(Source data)
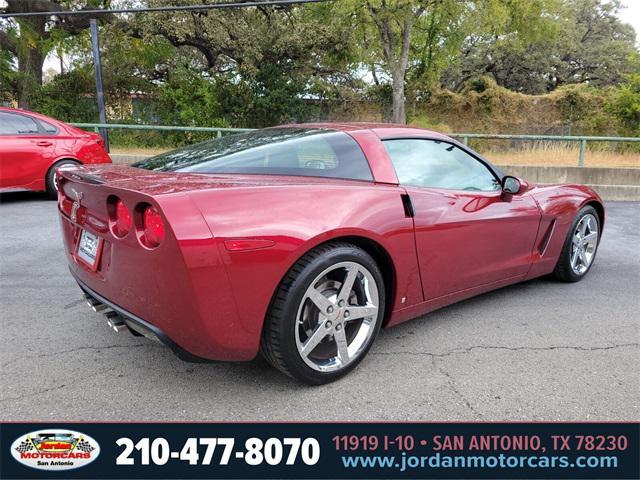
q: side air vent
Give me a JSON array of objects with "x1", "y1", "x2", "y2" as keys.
[
  {"x1": 401, "y1": 194, "x2": 414, "y2": 218},
  {"x1": 538, "y1": 219, "x2": 556, "y2": 255}
]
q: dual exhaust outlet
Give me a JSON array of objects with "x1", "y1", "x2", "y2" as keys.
[{"x1": 84, "y1": 294, "x2": 128, "y2": 333}]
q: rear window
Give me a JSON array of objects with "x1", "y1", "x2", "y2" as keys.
[
  {"x1": 133, "y1": 128, "x2": 373, "y2": 181},
  {"x1": 0, "y1": 111, "x2": 39, "y2": 135},
  {"x1": 39, "y1": 119, "x2": 58, "y2": 134}
]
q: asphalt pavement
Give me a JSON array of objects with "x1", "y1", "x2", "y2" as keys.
[{"x1": 1, "y1": 193, "x2": 638, "y2": 421}]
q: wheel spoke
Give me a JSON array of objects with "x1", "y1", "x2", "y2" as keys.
[
  {"x1": 579, "y1": 219, "x2": 589, "y2": 236},
  {"x1": 306, "y1": 286, "x2": 334, "y2": 314},
  {"x1": 572, "y1": 236, "x2": 581, "y2": 247},
  {"x1": 344, "y1": 305, "x2": 377, "y2": 321},
  {"x1": 337, "y1": 266, "x2": 359, "y2": 304},
  {"x1": 300, "y1": 323, "x2": 328, "y2": 358},
  {"x1": 579, "y1": 250, "x2": 589, "y2": 267},
  {"x1": 583, "y1": 232, "x2": 597, "y2": 245},
  {"x1": 334, "y1": 328, "x2": 349, "y2": 364},
  {"x1": 571, "y1": 247, "x2": 580, "y2": 267}
]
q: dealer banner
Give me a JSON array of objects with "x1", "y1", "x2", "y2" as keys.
[{"x1": 1, "y1": 422, "x2": 638, "y2": 479}]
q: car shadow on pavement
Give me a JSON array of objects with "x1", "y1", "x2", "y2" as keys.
[
  {"x1": 0, "y1": 191, "x2": 52, "y2": 203},
  {"x1": 133, "y1": 276, "x2": 554, "y2": 391}
]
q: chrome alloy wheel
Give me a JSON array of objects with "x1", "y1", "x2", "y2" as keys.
[
  {"x1": 570, "y1": 213, "x2": 599, "y2": 275},
  {"x1": 295, "y1": 261, "x2": 380, "y2": 372}
]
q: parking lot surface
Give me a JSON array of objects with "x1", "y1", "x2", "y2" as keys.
[{"x1": 0, "y1": 194, "x2": 638, "y2": 421}]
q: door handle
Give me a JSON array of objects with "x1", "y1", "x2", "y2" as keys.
[{"x1": 34, "y1": 141, "x2": 53, "y2": 147}]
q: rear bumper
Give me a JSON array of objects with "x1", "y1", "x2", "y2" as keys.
[{"x1": 73, "y1": 270, "x2": 211, "y2": 363}]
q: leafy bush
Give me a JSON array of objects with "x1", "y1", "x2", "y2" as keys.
[
  {"x1": 31, "y1": 68, "x2": 97, "y2": 122},
  {"x1": 608, "y1": 74, "x2": 640, "y2": 136}
]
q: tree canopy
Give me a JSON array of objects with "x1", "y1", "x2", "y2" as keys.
[
  {"x1": 0, "y1": 0, "x2": 637, "y2": 130},
  {"x1": 0, "y1": 0, "x2": 114, "y2": 107},
  {"x1": 442, "y1": 0, "x2": 638, "y2": 94}
]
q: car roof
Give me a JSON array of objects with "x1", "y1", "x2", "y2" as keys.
[
  {"x1": 276, "y1": 122, "x2": 506, "y2": 181},
  {"x1": 276, "y1": 122, "x2": 453, "y2": 141}
]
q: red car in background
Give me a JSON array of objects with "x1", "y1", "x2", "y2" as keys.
[
  {"x1": 57, "y1": 124, "x2": 604, "y2": 384},
  {"x1": 0, "y1": 107, "x2": 111, "y2": 197}
]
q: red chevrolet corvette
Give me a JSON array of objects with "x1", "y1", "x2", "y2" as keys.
[
  {"x1": 0, "y1": 107, "x2": 111, "y2": 197},
  {"x1": 57, "y1": 124, "x2": 604, "y2": 384}
]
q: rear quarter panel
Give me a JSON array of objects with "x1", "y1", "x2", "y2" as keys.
[
  {"x1": 187, "y1": 182, "x2": 422, "y2": 354},
  {"x1": 71, "y1": 134, "x2": 112, "y2": 166}
]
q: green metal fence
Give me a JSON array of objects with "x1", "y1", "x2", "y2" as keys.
[
  {"x1": 452, "y1": 133, "x2": 640, "y2": 167},
  {"x1": 71, "y1": 122, "x2": 640, "y2": 167},
  {"x1": 72, "y1": 122, "x2": 253, "y2": 137}
]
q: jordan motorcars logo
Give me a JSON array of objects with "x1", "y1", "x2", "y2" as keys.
[{"x1": 11, "y1": 429, "x2": 100, "y2": 471}]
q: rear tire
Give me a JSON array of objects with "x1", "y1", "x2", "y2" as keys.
[
  {"x1": 553, "y1": 205, "x2": 600, "y2": 282},
  {"x1": 46, "y1": 160, "x2": 79, "y2": 199},
  {"x1": 261, "y1": 242, "x2": 385, "y2": 385}
]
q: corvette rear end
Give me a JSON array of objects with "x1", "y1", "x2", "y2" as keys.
[{"x1": 57, "y1": 166, "x2": 251, "y2": 361}]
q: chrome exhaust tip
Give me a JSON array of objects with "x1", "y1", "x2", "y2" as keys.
[
  {"x1": 106, "y1": 315, "x2": 128, "y2": 333},
  {"x1": 84, "y1": 293, "x2": 108, "y2": 312}
]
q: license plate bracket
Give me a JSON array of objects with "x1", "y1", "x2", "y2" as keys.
[{"x1": 76, "y1": 229, "x2": 103, "y2": 271}]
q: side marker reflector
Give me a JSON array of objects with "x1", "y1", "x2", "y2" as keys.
[{"x1": 224, "y1": 239, "x2": 276, "y2": 252}]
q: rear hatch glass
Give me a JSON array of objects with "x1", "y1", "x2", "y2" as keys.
[{"x1": 133, "y1": 128, "x2": 373, "y2": 181}]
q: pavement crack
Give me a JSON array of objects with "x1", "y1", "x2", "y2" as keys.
[
  {"x1": 0, "y1": 367, "x2": 114, "y2": 404},
  {"x1": 372, "y1": 342, "x2": 639, "y2": 358},
  {"x1": 0, "y1": 383, "x2": 71, "y2": 404},
  {"x1": 1, "y1": 343, "x2": 149, "y2": 369},
  {"x1": 432, "y1": 356, "x2": 480, "y2": 417}
]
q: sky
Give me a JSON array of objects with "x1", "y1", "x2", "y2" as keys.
[{"x1": 620, "y1": 0, "x2": 640, "y2": 42}]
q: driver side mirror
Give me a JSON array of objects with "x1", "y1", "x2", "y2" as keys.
[{"x1": 502, "y1": 175, "x2": 527, "y2": 195}]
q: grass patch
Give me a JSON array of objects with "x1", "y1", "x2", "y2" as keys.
[
  {"x1": 110, "y1": 147, "x2": 170, "y2": 157},
  {"x1": 481, "y1": 143, "x2": 639, "y2": 168}
]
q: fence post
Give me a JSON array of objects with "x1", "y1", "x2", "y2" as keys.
[
  {"x1": 90, "y1": 18, "x2": 109, "y2": 152},
  {"x1": 217, "y1": 130, "x2": 222, "y2": 138},
  {"x1": 578, "y1": 139, "x2": 586, "y2": 167},
  {"x1": 462, "y1": 136, "x2": 468, "y2": 146}
]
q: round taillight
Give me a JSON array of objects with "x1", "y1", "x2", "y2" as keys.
[
  {"x1": 112, "y1": 199, "x2": 132, "y2": 237},
  {"x1": 142, "y1": 205, "x2": 165, "y2": 247}
]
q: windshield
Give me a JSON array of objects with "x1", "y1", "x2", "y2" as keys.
[{"x1": 133, "y1": 128, "x2": 373, "y2": 181}]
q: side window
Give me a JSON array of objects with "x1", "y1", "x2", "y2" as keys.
[
  {"x1": 39, "y1": 119, "x2": 58, "y2": 134},
  {"x1": 0, "y1": 112, "x2": 40, "y2": 135},
  {"x1": 383, "y1": 139, "x2": 500, "y2": 192}
]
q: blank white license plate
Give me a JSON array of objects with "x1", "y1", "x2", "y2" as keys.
[{"x1": 77, "y1": 229, "x2": 102, "y2": 269}]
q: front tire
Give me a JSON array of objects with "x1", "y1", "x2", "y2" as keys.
[
  {"x1": 553, "y1": 206, "x2": 600, "y2": 282},
  {"x1": 46, "y1": 160, "x2": 79, "y2": 199},
  {"x1": 261, "y1": 242, "x2": 385, "y2": 385}
]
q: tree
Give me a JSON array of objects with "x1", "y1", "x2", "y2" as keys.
[
  {"x1": 0, "y1": 0, "x2": 112, "y2": 108},
  {"x1": 442, "y1": 0, "x2": 637, "y2": 94},
  {"x1": 554, "y1": 0, "x2": 636, "y2": 88},
  {"x1": 363, "y1": 1, "x2": 427, "y2": 124},
  {"x1": 340, "y1": 0, "x2": 559, "y2": 124},
  {"x1": 126, "y1": 0, "x2": 356, "y2": 126},
  {"x1": 340, "y1": 1, "x2": 440, "y2": 123}
]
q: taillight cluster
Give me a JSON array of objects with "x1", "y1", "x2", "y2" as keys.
[
  {"x1": 108, "y1": 197, "x2": 165, "y2": 248},
  {"x1": 112, "y1": 199, "x2": 132, "y2": 237},
  {"x1": 141, "y1": 205, "x2": 165, "y2": 248}
]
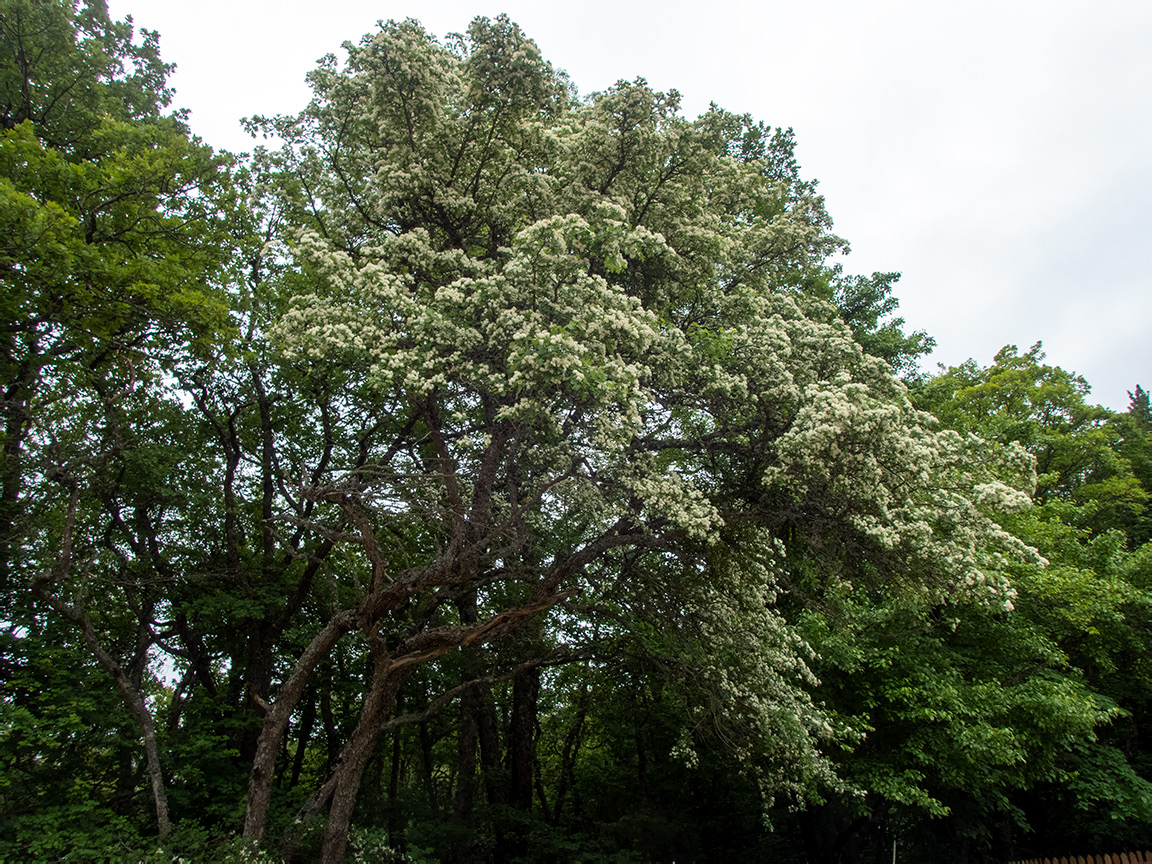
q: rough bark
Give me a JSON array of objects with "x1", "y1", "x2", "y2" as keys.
[
  {"x1": 500, "y1": 666, "x2": 538, "y2": 859},
  {"x1": 449, "y1": 683, "x2": 481, "y2": 864},
  {"x1": 451, "y1": 591, "x2": 483, "y2": 864},
  {"x1": 318, "y1": 648, "x2": 408, "y2": 864},
  {"x1": 478, "y1": 687, "x2": 507, "y2": 858},
  {"x1": 508, "y1": 666, "x2": 538, "y2": 813},
  {"x1": 419, "y1": 720, "x2": 437, "y2": 809},
  {"x1": 243, "y1": 608, "x2": 358, "y2": 841}
]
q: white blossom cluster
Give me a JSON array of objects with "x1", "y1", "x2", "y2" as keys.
[{"x1": 260, "y1": 17, "x2": 1048, "y2": 791}]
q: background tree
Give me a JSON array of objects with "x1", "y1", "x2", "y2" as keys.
[
  {"x1": 1113, "y1": 385, "x2": 1152, "y2": 546},
  {"x1": 905, "y1": 347, "x2": 1152, "y2": 859},
  {"x1": 0, "y1": 0, "x2": 232, "y2": 850}
]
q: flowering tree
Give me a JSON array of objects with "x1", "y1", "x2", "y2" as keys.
[{"x1": 228, "y1": 16, "x2": 1038, "y2": 861}]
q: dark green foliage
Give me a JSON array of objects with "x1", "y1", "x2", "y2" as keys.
[
  {"x1": 1114, "y1": 386, "x2": 1152, "y2": 545},
  {"x1": 917, "y1": 343, "x2": 1148, "y2": 536},
  {"x1": 821, "y1": 267, "x2": 936, "y2": 378}
]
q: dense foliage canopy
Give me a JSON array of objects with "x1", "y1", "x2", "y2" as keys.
[{"x1": 2, "y1": 3, "x2": 1149, "y2": 862}]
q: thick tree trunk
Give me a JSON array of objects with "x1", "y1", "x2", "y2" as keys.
[
  {"x1": 502, "y1": 666, "x2": 538, "y2": 858},
  {"x1": 798, "y1": 800, "x2": 867, "y2": 864},
  {"x1": 478, "y1": 687, "x2": 509, "y2": 858},
  {"x1": 450, "y1": 592, "x2": 483, "y2": 864},
  {"x1": 239, "y1": 624, "x2": 274, "y2": 766},
  {"x1": 243, "y1": 609, "x2": 357, "y2": 841},
  {"x1": 508, "y1": 667, "x2": 538, "y2": 812},
  {"x1": 478, "y1": 689, "x2": 503, "y2": 808},
  {"x1": 318, "y1": 651, "x2": 408, "y2": 864},
  {"x1": 635, "y1": 728, "x2": 648, "y2": 804},
  {"x1": 992, "y1": 811, "x2": 1015, "y2": 863},
  {"x1": 449, "y1": 683, "x2": 481, "y2": 864}
]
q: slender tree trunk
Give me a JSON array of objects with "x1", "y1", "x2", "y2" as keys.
[
  {"x1": 166, "y1": 669, "x2": 195, "y2": 734},
  {"x1": 29, "y1": 481, "x2": 172, "y2": 841},
  {"x1": 635, "y1": 728, "x2": 648, "y2": 804},
  {"x1": 550, "y1": 682, "x2": 588, "y2": 825},
  {"x1": 386, "y1": 724, "x2": 403, "y2": 849},
  {"x1": 322, "y1": 666, "x2": 339, "y2": 771},
  {"x1": 289, "y1": 693, "x2": 317, "y2": 790},
  {"x1": 419, "y1": 721, "x2": 437, "y2": 809},
  {"x1": 32, "y1": 586, "x2": 172, "y2": 839},
  {"x1": 0, "y1": 353, "x2": 38, "y2": 592}
]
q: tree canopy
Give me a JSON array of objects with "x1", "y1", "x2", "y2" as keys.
[{"x1": 2, "y1": 4, "x2": 1150, "y2": 863}]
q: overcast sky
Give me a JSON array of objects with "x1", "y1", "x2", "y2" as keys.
[{"x1": 106, "y1": 0, "x2": 1150, "y2": 411}]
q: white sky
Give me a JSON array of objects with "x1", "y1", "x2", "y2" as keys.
[{"x1": 107, "y1": 0, "x2": 1151, "y2": 411}]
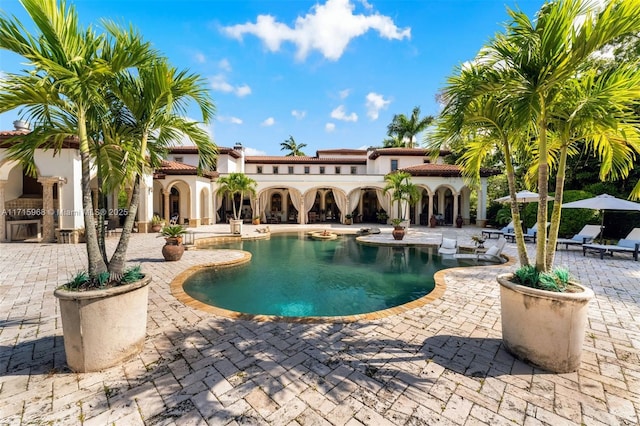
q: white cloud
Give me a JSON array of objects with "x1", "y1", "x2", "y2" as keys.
[
  {"x1": 339, "y1": 89, "x2": 351, "y2": 99},
  {"x1": 330, "y1": 105, "x2": 358, "y2": 122},
  {"x1": 358, "y1": 0, "x2": 373, "y2": 10},
  {"x1": 218, "y1": 116, "x2": 243, "y2": 124},
  {"x1": 325, "y1": 122, "x2": 336, "y2": 132},
  {"x1": 221, "y1": 0, "x2": 411, "y2": 61},
  {"x1": 244, "y1": 147, "x2": 268, "y2": 156},
  {"x1": 210, "y1": 74, "x2": 252, "y2": 97},
  {"x1": 261, "y1": 117, "x2": 275, "y2": 126},
  {"x1": 291, "y1": 110, "x2": 306, "y2": 120},
  {"x1": 194, "y1": 52, "x2": 206, "y2": 63},
  {"x1": 236, "y1": 84, "x2": 252, "y2": 97},
  {"x1": 365, "y1": 92, "x2": 390, "y2": 120},
  {"x1": 218, "y1": 58, "x2": 232, "y2": 71}
]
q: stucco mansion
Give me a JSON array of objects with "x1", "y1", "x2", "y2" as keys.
[{"x1": 0, "y1": 122, "x2": 494, "y2": 243}]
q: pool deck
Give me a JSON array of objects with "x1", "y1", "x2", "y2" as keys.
[{"x1": 1, "y1": 224, "x2": 639, "y2": 425}]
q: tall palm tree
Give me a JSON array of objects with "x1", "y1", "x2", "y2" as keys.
[
  {"x1": 383, "y1": 171, "x2": 419, "y2": 221},
  {"x1": 103, "y1": 59, "x2": 217, "y2": 276},
  {"x1": 387, "y1": 106, "x2": 434, "y2": 148},
  {"x1": 0, "y1": 0, "x2": 154, "y2": 278},
  {"x1": 216, "y1": 173, "x2": 257, "y2": 220},
  {"x1": 280, "y1": 135, "x2": 307, "y2": 156},
  {"x1": 432, "y1": 0, "x2": 640, "y2": 273}
]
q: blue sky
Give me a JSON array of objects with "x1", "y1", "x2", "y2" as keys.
[{"x1": 0, "y1": 0, "x2": 544, "y2": 155}]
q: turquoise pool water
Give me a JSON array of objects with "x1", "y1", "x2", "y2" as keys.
[{"x1": 183, "y1": 233, "x2": 456, "y2": 317}]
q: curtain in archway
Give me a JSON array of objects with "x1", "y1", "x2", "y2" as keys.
[
  {"x1": 303, "y1": 189, "x2": 317, "y2": 224},
  {"x1": 333, "y1": 189, "x2": 348, "y2": 222},
  {"x1": 250, "y1": 194, "x2": 257, "y2": 219},
  {"x1": 214, "y1": 191, "x2": 223, "y2": 222},
  {"x1": 258, "y1": 191, "x2": 269, "y2": 222},
  {"x1": 375, "y1": 189, "x2": 391, "y2": 215},
  {"x1": 288, "y1": 189, "x2": 302, "y2": 223},
  {"x1": 348, "y1": 189, "x2": 361, "y2": 218}
]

PROBLEM STATEMENT - Scan the entries above and return each line that holds "foliage".

WRITTEN SOLUTION -
q: dark green foliage
q: dense foliage canopy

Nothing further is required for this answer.